**Required task 1:**
Using the biography of Rajesh K. Gupta, answer these questions:
(a) Who served with him as inaugural co-director of the UC San Diego Halıcıoğlu Data Science Institute?
(b) Which award did he receive in 2019?
(c) From which institution and in what year did he receive his MS?
**Required task 2:** Name every organization that the biography of Rajesh K. Gupta says he is a Fellow of.
**Required task 3:** Supply the next part of the Rajesh K. Gupta biography, starting after its final sentence.

**Extract provided:**
[BEGIN]

Rajesh K. Gupta (born 1961) is a computer scientist and engineer, currently the Qualcomm Professor in Embedded Microsystems at University of California, San Diego. His research concerns design and optimization of cyber-physical systems (CPS). He is a Principal Investigator in the NSF MetroInsight project and serves as Associate Director of the Qualcomm Institute (also known as California Institute for Telecommunications and Information Technology). His research contributions include SystemC and SPARK Parallelizing High-level Synthesis. Earlier he led NSF Expeditions on Variability in Microelectronic circuits.

He was the inaugural co-director of the UC San Diego Halıcıoğlu Data Science Institute along with Cognitive Science professor Jeffrey Elman. In addition, he chaired the Computer Science and Engineering department at UC San Diego until 2016, during a time of extraordinary growth in computer science nationwide.

He holds INRIA International Chair at the French international research institute in Rennes, Bretagne Atlantique. He is a Fellow of the IEEE, a Fellow of the Association for Computing Machinery and a Fellow of the American Association for the Advancement of Science. In 2019 he received the IEEE W. Wallace McDowell Award for his "seminal contributions in design and implementation of Microelectronic Systems-on-Chip and Cyberphysical Systems." He also served on the Engineering and Computer Science jury for the Infosys Prize, from 2014 to 2018.

Education
Gupta received a BTech (1984) in Electrical Engineering from IIT Kanpur, an MS (1986) in EECS from UC Berkeley, and a PhD (1994) in Electrical Engineering from Stanford.

[END]

[Segmentation dataset records]
[BEGIN]

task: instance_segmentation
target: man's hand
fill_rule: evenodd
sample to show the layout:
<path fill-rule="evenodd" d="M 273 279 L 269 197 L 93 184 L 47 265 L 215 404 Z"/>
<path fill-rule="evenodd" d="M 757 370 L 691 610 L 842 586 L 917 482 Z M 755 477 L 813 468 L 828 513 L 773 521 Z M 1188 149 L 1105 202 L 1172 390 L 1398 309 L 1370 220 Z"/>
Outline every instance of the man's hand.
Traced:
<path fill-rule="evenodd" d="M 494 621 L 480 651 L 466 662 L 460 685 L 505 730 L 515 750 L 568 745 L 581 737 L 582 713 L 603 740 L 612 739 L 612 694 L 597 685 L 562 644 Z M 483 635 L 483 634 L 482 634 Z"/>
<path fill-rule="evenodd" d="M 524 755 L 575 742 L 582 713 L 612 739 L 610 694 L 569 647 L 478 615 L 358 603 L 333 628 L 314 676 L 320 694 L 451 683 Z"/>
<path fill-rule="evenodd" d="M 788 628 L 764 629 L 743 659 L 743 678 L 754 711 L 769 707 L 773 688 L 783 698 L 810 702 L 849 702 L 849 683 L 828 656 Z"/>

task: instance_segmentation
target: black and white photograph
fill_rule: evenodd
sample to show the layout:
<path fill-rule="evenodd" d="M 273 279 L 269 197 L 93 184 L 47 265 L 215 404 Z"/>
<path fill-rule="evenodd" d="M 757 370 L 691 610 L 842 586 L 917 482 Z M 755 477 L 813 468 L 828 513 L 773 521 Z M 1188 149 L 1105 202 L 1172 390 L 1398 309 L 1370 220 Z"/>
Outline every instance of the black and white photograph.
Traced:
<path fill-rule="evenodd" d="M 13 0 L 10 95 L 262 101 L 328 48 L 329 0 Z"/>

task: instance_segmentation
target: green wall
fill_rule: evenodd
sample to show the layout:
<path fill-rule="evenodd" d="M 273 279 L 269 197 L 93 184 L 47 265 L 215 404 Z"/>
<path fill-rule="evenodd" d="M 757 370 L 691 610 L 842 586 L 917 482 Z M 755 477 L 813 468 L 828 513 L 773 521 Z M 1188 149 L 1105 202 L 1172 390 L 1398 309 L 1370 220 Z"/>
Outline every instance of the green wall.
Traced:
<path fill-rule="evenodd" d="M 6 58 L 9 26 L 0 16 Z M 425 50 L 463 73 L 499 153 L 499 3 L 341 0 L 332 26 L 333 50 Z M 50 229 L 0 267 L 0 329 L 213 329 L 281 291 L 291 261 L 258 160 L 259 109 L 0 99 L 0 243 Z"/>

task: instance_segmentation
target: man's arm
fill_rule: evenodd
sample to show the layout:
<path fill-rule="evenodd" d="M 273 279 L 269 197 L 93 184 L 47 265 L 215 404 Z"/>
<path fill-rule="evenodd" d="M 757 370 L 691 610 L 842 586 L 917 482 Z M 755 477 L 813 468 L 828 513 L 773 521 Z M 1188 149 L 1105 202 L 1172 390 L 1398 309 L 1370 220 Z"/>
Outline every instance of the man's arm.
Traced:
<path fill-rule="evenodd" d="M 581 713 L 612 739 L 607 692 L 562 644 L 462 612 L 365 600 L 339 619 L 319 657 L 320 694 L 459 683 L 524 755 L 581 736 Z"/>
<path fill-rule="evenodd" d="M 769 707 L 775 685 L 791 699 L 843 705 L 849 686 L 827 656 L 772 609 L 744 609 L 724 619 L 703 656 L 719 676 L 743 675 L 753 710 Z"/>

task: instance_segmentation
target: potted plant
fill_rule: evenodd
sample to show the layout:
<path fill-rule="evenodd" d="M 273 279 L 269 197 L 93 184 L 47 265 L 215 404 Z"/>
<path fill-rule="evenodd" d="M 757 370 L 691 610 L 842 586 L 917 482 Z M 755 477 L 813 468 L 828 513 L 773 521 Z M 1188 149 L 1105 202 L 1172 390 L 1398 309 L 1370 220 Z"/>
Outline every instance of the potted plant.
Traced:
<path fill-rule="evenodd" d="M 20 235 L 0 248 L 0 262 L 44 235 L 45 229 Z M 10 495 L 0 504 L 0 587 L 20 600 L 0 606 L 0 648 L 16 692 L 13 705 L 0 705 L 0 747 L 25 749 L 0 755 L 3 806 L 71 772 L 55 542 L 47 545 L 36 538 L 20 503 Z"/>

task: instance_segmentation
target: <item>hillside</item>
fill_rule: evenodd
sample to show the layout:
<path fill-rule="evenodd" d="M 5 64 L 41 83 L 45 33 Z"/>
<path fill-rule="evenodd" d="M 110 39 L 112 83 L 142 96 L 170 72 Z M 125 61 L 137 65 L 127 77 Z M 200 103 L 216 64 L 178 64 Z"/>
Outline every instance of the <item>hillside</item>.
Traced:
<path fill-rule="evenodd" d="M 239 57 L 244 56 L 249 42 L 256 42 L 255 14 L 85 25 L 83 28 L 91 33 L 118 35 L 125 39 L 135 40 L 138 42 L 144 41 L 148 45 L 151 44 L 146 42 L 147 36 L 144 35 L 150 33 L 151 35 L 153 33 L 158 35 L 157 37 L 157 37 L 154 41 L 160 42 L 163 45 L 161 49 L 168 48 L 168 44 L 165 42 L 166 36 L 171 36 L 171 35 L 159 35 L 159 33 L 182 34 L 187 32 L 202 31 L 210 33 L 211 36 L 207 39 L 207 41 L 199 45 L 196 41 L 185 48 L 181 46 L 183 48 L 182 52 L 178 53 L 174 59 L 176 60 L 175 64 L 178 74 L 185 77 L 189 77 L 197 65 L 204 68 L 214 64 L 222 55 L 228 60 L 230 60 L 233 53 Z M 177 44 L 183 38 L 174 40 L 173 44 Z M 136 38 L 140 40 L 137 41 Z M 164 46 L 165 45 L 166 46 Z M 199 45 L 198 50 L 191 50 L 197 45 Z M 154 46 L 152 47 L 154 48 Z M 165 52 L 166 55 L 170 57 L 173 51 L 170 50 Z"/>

[END]

**Exercise output 1:**
(a) Cognitive Science professor Jeffrey Elman
(b) The IEEE W. Wallace McDowell Award
(c) UC Berkeley, in 1986

**Exercise output 2:**
The IEEE
The Association for Computing Machinery
The American Association for the Advancement of Science

**Exercise output 3:**
References

Books 
 SPARK: A Parallelizing Approach to the High-Level Synthesis of Digital Circuits, by Sumit Gupta, Rajesh K. Gupta, Nikil Dutt, Alex Nicolau, Kluwer Academic Publishers, 2004
 High-Level Verification, Methods and Tools for Verification of System-Level Designs, by Sudipta Kundu, Sorin Lerner, Rajesh K. Gupta
 Co-Synthesis of Hardware and Software for Digital Embedded Systems, by Rajesh Kumar Gupta
 Formal Methods and Models for System Design by Rajesh Gupta, Paul Le Guernic, Sandeep Kumar Shukla, Jean-Pierre Talpin
 From Variability Tolerance to Approximate Computing in Parallel Integrated Architectures and Accelerators by Abbas Rahimi, Luca Benini, Rajesh K. Gupta

External links

 Gupta's webpage
 Revolutionizing how we keep track of time in cyber-physical systems
 San Diego Struggles to Keep Its Young Tech Talent
 Analysts fear even bigger cyber attacks are coming
 Do people want to talk to Bots?
 PCs that work while they sleep
 Moneta system points to the future of computer storage
 Want to date your smartphone?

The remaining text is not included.